Linux-Block Archive on lore.kernel.org
 help / color / Atom feed
From: Jens Axboe <axboe@kernel.dk>
To: Jann Horn <jannh@google.com>
Cc: linux-aio@kvack.org, linux-block@vger.kernel.org,
	Linux API <linux-api@vger.kernel.org>,
	hch@lst.de, jmoyer@redhat.com, Avi Kivity <avi@scylladb.com>,
	Al Viro <viro@zeniv.linux.org.uk>
Subject: Re: [PATCH 14/19] io_uring: add file set registration
Date: Fri, 22 Feb 2019 15:29:17 -0700
Message-ID: <ebdd373d-41df-a8c4-9943-37f036d4504f@kernel.dk> (raw)
In-Reply-To: <CAG48ez25XYh1-SRw7HG-RXOz9xVZ0EXCumT_Csw0ER62K4Q1qw@mail.gmail.com>

On 2/19/19 9:12 AM, Jann Horn wrote:
> On Mon, Feb 11, 2019 at 8:01 PM Jens Axboe <axboe@kernel.dk> wrote:
>> We normally have to fget/fput for each IO we do on a file. Even with
>> the batching we do, the cost of the atomic inc/dec of the file usage
>> count adds up.
>>
>> This adds IORING_REGISTER_FILES, and IORING_UNREGISTER_FILES opcodes
>> for the io_uring_register(2) system call. The arguments passed in must
>> be an array of __s32 holding file descriptors, and nr_args should hold
>> the number of file descriptors the application wishes to pin for the
>> duration of the io_uring instance (or until IORING_UNREGISTER_FILES is
>> called).
>>
>> When used, the application must set IOSQE_FIXED_FILE in the sqe->flags
>> member. Then, instead of setting sqe->fd to the real fd, it sets sqe->fd
>> to the index in the array passed in to IORING_REGISTER_FILES.
>>
>> Files are automatically unregistered when the io_uring instance is torn
>> down. An application need only unregister if it wishes to register a new
>> set of fds.
>>
>> Reviewed-by: Hannes Reinecke <hare@suse.com>
>> Signed-off-by: Jens Axboe <axboe@kernel.dk>
>> ---
> [...]
>> @@ -1335,6 +1379,161 @@ static int io_cqring_wait(struct io_ring_ctx *ctx, int min_events,
>>         return READ_ONCE(ring->r.head) == READ_ONCE(ring->r.tail) ? ret : 0;
>>  }
>>
>> +static void __io_sqe_files_unregister(struct io_ring_ctx *ctx)
>> +{
>> +#if defined(CONFIG_UNIX)
>> +       if (ctx->ring_sock) {
>> +               struct sock *sock = ctx->ring_sock->sk;
>> +               struct sk_buff *skb;
>> +
>> +               while ((skb = skb_dequeue(&sock->sk_receive_queue)) != NULL)
>> +                       kfree_skb(skb);
>> +       }
>> +#else
>> +       int i;
>> +
>> +       for (i = 0; i < ctx->nr_user_files; i++)
>> +               fput(ctx->user_files[i]);
>> +#endif
>> +}
>> +
>> +static int io_sqe_files_unregister(struct io_ring_ctx *ctx)
>> +{
>> +       if (!ctx->user_files)

DIRECTIONS =
Quote the io_uring message word for word, starting with "On 2/19/19 9:12" and going on through "count adds up.".

ENTRIES =

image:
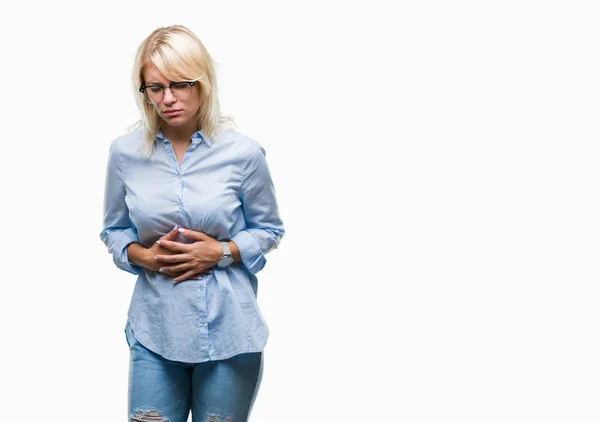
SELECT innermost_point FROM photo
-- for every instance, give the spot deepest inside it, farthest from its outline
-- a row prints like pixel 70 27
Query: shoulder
pixel 128 142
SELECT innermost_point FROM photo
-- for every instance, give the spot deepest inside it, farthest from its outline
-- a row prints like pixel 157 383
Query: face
pixel 186 108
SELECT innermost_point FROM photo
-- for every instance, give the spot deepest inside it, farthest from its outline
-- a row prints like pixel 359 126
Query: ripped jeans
pixel 162 390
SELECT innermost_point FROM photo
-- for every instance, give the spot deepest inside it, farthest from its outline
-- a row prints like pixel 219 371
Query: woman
pixel 190 208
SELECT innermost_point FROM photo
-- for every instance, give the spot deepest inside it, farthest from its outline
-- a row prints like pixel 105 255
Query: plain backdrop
pixel 436 167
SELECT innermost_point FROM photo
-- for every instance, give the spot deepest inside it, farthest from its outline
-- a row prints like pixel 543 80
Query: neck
pixel 180 133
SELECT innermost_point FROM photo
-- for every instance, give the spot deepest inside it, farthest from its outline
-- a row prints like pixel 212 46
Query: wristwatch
pixel 226 259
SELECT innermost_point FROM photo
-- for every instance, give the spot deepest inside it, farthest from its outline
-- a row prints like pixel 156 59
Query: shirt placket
pixel 201 322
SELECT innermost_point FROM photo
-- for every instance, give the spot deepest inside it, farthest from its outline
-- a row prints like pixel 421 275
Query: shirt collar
pixel 197 138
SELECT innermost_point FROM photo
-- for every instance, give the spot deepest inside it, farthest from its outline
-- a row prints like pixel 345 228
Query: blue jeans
pixel 163 390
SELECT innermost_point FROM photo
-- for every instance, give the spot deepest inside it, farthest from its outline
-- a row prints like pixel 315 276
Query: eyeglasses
pixel 154 93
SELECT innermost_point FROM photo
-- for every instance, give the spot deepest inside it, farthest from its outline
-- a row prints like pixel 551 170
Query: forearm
pixel 137 254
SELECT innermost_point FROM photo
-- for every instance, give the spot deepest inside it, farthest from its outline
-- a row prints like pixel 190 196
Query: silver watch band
pixel 226 250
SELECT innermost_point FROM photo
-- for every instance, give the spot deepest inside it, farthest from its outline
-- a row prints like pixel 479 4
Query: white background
pixel 436 165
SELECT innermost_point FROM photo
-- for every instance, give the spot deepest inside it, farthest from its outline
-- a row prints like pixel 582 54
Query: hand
pixel 157 249
pixel 189 258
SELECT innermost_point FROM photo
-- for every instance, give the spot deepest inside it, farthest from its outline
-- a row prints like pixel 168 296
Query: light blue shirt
pixel 222 188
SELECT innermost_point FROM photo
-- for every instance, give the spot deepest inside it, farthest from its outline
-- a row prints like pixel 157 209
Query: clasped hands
pixel 188 260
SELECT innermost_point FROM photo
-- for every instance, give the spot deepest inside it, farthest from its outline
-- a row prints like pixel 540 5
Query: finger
pixel 192 234
pixel 171 269
pixel 181 257
pixel 171 234
pixel 184 276
pixel 174 246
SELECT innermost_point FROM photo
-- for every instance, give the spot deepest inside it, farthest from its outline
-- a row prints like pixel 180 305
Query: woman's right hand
pixel 156 249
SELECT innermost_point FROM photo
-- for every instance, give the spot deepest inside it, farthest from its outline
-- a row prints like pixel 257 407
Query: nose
pixel 168 97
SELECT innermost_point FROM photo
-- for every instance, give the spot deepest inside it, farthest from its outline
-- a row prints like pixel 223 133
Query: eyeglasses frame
pixel 143 87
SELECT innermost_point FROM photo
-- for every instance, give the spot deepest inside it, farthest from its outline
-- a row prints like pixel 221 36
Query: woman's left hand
pixel 193 258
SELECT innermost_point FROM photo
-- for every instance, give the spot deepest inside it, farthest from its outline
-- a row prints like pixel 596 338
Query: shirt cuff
pixel 250 252
pixel 120 240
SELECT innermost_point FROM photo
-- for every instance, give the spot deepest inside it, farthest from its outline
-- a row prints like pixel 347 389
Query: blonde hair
pixel 179 55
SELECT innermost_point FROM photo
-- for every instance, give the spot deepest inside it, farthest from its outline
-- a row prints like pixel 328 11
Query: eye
pixel 180 85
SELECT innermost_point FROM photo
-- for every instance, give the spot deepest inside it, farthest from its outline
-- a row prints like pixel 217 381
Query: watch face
pixel 225 262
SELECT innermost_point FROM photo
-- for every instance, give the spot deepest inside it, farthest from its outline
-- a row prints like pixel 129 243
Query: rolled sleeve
pixel 117 231
pixel 264 228
pixel 117 242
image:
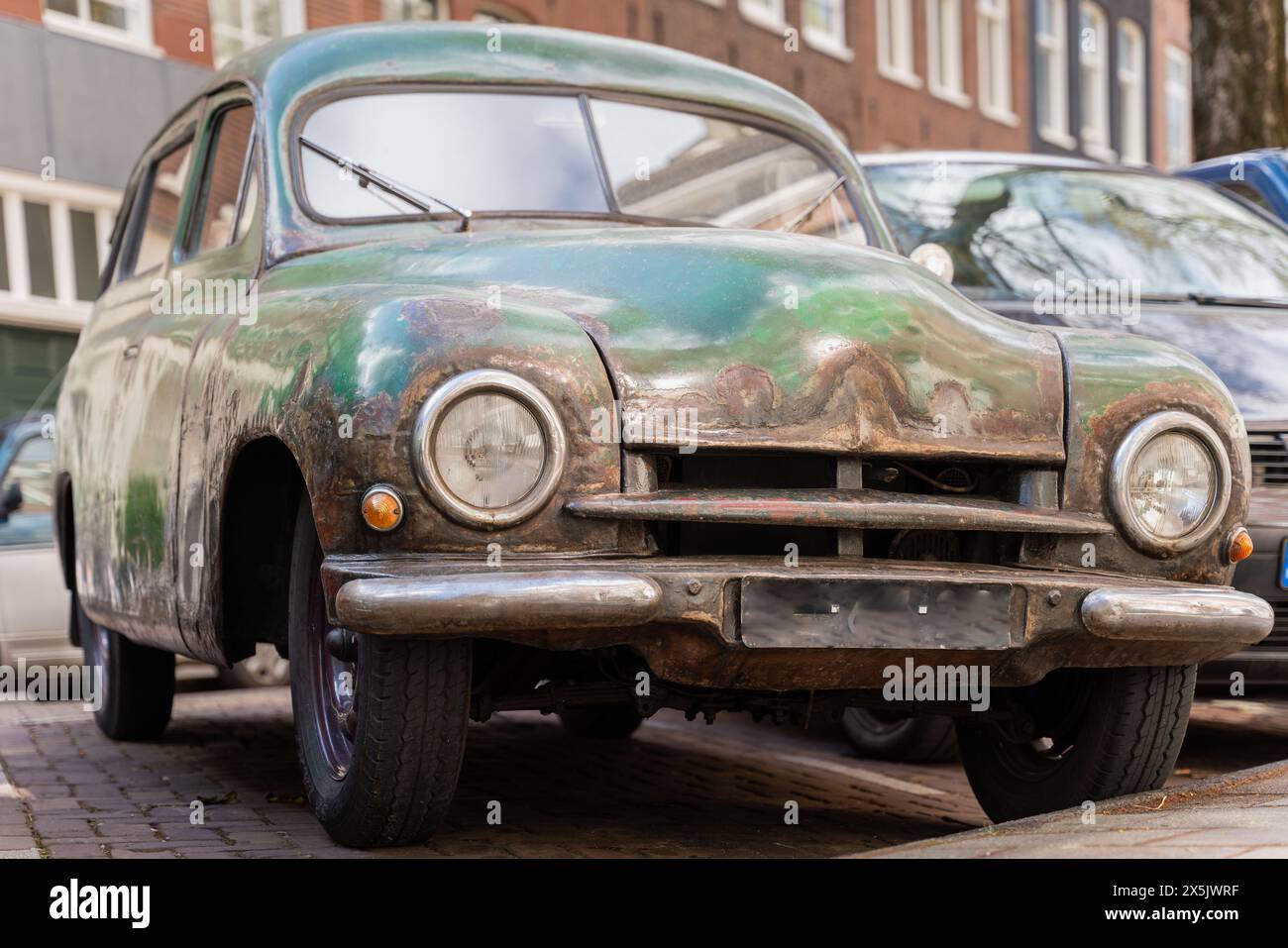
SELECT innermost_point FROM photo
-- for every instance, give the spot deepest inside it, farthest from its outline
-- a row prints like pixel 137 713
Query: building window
pixel 1051 78
pixel 413 9
pixel 1177 94
pixel 53 241
pixel 1094 75
pixel 995 59
pixel 894 42
pixel 241 25
pixel 112 21
pixel 771 14
pixel 823 24
pixel 944 50
pixel 1131 93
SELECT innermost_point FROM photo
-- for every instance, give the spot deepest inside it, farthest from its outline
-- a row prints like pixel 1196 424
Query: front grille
pixel 1269 459
pixel 1278 638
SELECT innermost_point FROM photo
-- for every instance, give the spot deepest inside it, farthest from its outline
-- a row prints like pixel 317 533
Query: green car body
pixel 184 438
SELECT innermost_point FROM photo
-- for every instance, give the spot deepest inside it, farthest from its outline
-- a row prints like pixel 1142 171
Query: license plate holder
pixel 872 613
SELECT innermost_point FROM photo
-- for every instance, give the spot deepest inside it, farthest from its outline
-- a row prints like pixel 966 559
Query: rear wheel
pixel 136 682
pixel 894 736
pixel 1078 736
pixel 378 723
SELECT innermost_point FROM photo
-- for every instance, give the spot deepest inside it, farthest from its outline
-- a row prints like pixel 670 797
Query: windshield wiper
pixel 366 176
pixel 814 205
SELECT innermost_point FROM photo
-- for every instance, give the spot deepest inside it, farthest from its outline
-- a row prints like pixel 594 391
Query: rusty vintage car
pixel 484 368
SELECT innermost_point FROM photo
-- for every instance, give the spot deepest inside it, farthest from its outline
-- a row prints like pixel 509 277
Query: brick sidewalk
pixel 677 790
pixel 1239 815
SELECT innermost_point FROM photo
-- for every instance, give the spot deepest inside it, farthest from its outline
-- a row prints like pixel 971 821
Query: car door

ANSWER TO THIS TASK =
On 2/19/19 9:12 AM, Jann Horn wrote:
> On Mon, Feb 11, 2019 at 8:01 PM Jens Axboe <axboe@kernel.dk> wrote:
>> We normally have to fget/fput for each IO we do on a file. Even with
>> the batching we do, the cost of the atomic inc/dec of the file usage
>> count adds up.